Exercise goal. Could you write out the records below again with "Where is each one?" switched to "Where are they located?" everywhere it occurs, keeping everything else the same and leaving out the pictures?

Input material.

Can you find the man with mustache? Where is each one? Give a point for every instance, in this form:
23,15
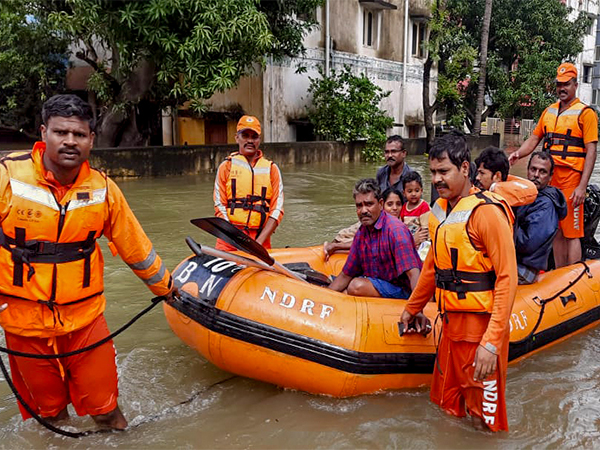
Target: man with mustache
248,188
536,224
472,273
391,174
492,175
53,209
569,129
382,261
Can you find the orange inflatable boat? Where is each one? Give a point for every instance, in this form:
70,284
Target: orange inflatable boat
265,325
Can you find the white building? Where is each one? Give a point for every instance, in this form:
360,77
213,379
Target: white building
379,38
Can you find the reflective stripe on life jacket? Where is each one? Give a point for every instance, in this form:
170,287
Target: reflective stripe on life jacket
55,241
249,192
464,275
563,136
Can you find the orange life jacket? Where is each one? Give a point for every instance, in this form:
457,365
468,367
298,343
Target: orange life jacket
48,250
515,190
464,275
249,192
563,137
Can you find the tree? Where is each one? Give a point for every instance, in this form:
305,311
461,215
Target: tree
451,47
345,107
33,64
147,55
485,34
527,42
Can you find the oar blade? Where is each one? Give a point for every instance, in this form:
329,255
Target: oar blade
224,230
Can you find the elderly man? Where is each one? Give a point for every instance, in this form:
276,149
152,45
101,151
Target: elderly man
570,132
536,224
382,261
248,188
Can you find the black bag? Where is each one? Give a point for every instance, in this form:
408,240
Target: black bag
591,217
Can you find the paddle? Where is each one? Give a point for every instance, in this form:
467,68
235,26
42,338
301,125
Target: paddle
229,233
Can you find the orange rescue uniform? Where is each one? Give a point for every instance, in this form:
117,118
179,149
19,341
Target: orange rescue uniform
580,122
53,280
247,196
453,387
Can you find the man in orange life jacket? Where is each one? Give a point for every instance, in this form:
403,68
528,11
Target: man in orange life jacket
473,275
248,188
53,208
570,132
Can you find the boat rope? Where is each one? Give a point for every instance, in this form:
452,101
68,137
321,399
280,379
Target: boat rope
542,302
45,423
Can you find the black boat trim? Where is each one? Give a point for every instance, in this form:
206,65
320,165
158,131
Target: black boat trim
339,358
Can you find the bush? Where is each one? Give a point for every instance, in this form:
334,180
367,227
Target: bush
346,108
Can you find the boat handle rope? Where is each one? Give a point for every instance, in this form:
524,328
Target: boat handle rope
155,301
542,302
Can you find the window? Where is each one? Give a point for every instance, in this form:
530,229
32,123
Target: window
419,37
587,74
370,28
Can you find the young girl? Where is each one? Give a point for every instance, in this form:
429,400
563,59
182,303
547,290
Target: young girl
392,204
415,212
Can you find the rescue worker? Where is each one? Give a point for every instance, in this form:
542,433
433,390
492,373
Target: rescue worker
248,188
53,209
569,129
473,274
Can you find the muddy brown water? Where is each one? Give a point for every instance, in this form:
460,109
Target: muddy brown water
173,398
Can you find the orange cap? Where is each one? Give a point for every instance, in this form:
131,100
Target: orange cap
249,123
565,72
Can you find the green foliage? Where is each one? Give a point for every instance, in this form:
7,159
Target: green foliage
33,64
166,52
528,40
345,107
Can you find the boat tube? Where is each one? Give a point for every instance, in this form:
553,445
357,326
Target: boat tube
264,325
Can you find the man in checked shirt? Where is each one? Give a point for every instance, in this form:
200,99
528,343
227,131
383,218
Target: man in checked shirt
382,261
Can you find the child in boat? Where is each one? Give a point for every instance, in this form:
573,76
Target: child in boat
392,204
415,212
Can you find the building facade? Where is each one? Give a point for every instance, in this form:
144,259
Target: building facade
382,39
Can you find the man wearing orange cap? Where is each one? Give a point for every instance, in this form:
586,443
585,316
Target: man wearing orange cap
248,187
570,132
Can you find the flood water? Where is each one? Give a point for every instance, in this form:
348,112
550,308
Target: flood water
173,398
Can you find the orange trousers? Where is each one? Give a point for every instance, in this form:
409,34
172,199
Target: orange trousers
88,380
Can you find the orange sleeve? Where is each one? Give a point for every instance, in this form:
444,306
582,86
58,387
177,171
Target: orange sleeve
539,129
276,211
126,234
490,231
220,190
588,120
425,287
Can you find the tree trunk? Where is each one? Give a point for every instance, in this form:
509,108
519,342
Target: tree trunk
485,35
119,126
428,109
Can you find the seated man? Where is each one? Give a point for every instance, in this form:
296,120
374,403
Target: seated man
382,261
536,224
492,175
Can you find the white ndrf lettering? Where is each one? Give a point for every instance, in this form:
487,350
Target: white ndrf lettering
210,284
326,311
222,266
211,262
186,272
490,394
291,303
269,293
307,306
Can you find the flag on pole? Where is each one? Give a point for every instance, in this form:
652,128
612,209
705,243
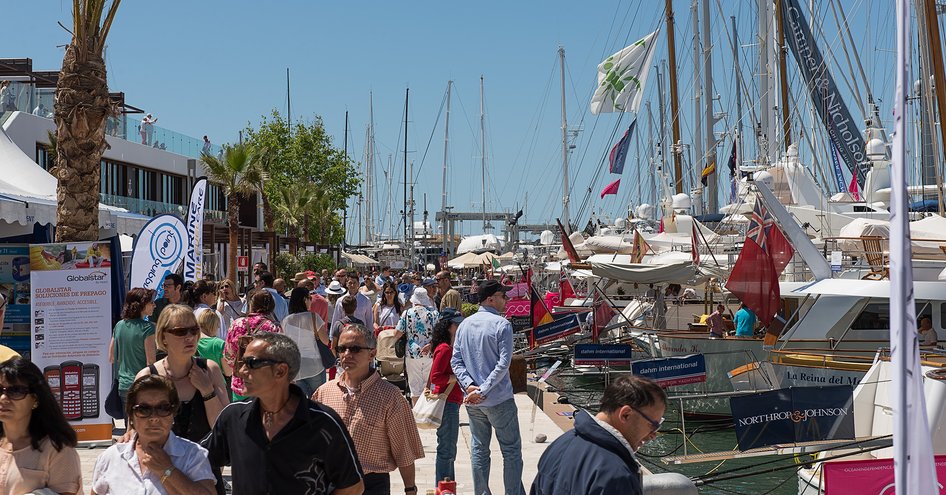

Exercise result.
Can you find the man with mustache? Where are they located? Give a point for every instance, in this form:
23,15
Target: man with mustache
248,188
536,224
472,273
391,174
492,175
53,209
569,129
382,261
Can you find the orange inflatable boat? Where are they located? Give a point for every instance, in this form:
70,284
Target: orange inflatable boat
265,325
Can you find the white building? Where are they located? Give a point for every instance, in this form:
360,77
213,379
Target: white building
379,38
Can you find the reflective stripe on life jacket? Where are they located? Give a point for every instance, in this form:
170,287
Target: reflective stripe on life jacket
55,241
249,192
464,275
563,136
Can you find the orange life jacket? Where are they located? Give a point for every instance, in this form:
457,365
468,367
298,343
Target: orange life jacket
48,250
515,190
464,275
249,192
563,137
Can you find the tree? Where are they located? Give a point for every instance, in this form:
305,311
461,215
Target: tree
451,47
345,107
33,64
147,55
485,34
527,42
Can you find the oar blade? Where are they located? Give a point for every instance, in this form:
329,255
Target: oar blade
224,230
Can you find the elderly man? Where are they located? Give a point for every instance, in this form:
276,149
152,45
101,151
Target: elderly man
570,132
536,224
382,261
248,188
Can you find the black bag? Where are they located? Give a point for every instance, in this form:
408,240
Target: black bag
591,217
Can you find the paddle? Where are they located? Give a point for every instance, in this form:
467,68
235,26
42,338
301,125
Target: paddle
229,233
Can you find the orange rescue uniform? Where are they located? Give a point for every instance, in this form:
117,118
179,149
19,341
Target: orange rescue uniform
580,122
53,280
247,196
453,387
Can you find the man in orange life jacket? Where are they located? Give a point for every instance, in this form:
403,68
528,11
Target: man in orange life jacket
473,275
248,188
53,208
570,132
Can you find the boat rope? Where are they located? Give a point for every instance, in this form:
452,101
68,137
321,399
280,379
Target: boat rope
542,302
45,423
Can you find the black boat trim? Where are they located? Give a point for every instance, in this form:
206,65
320,165
158,131
Target: black boat trim
339,358
Can you find the bush? Where are they located? Give a point for every instance, in this form:
334,180
367,227
Target: bush
346,108
Can you find the boat handle rope? Where are they located? Give a point for every instance, in this form:
524,328
Target: boat handle rope
155,301
542,302
Can you find the window? Where are they located? Give a point for every instance, in this form:
530,229
32,123
Target: window
419,37
587,74
370,28
Can you find the young girl? Where are they located? Give a point for every instance, in this form:
429,400
563,59
182,303
547,290
Target: young girl
392,204
415,212
Can you find the rescue worker? Where are they located? Give a point for every instance, in this form:
542,433
433,390
492,373
Target: rescue worker
248,188
53,209
569,129
473,274
Can you find the muddy brown water? Where are they located? Give a point for every instance, in this form:
460,109
Target: muddy brown water
173,398
Can you find the orange cap? Where are they located? Give a point for every instance, in this form:
131,100
Target: orange cap
249,123
565,72
Can you find the green foliage? Where are they located? Give a point for every instance, in this form:
7,159
Target: green foliage
33,64
166,52
528,40
345,107
Can you find the boat tube? Where are they located? Give a point for every instance, in this form:
553,445
357,326
Target: boat tube
264,325
Can you find the man in checked shirt? Where are they located? Give a point for every instance, in this form:
200,99
528,343
227,131
383,218
Target: man in checked shirt
382,261
Can you find the child in boat? Where are they located? Give a point for every instance, in this form:
573,76
Target: child in boat
392,204
415,212
Can you find the building facade? Where are they located? Give a point for every instance, in this form:
144,259
Target: building facade
382,39
Can you find the man wearing orange cap? Where are they located? Give a point for every instance, in this form:
586,443
585,316
Target: man wearing orange cap
248,187
570,132
Can you find the flood water? Where are they located? Give a point for every instance, in this form:
348,112
550,308
Target: flood water
173,398
Can you find the orange trousers? Where are they located? Give a point for every instance, in this form:
409,34
172,199
Target: orange trousers
88,380
Can you find the orange sleeve? Where are they located? Give a point for every instance, in this form:
444,306
582,86
58,387
177,171
Target: orange sleeve
539,129
276,211
126,234
490,231
220,190
588,120
425,287
Can you find the tree trunk? Where are they located? Give a point for every instance, in this form:
509,108
519,342
Target: tree trunk
485,35
119,126
428,109
Can you find the seated man? Where are they located? Give a point for every instance, in this form:
296,120
374,403
Target: seated man
382,261
536,224
492,175
Can you find the white ndrf lettering? Where are they located? Give a point for every instance, in this form:
487,350
Target: white ndrf lettering
210,284
326,311
222,266
211,262
186,272
490,394
291,303
269,293
307,306
Can you find the flag on pole? Where are they located? Give a point for every instance, in this form:
652,128
612,209
705,243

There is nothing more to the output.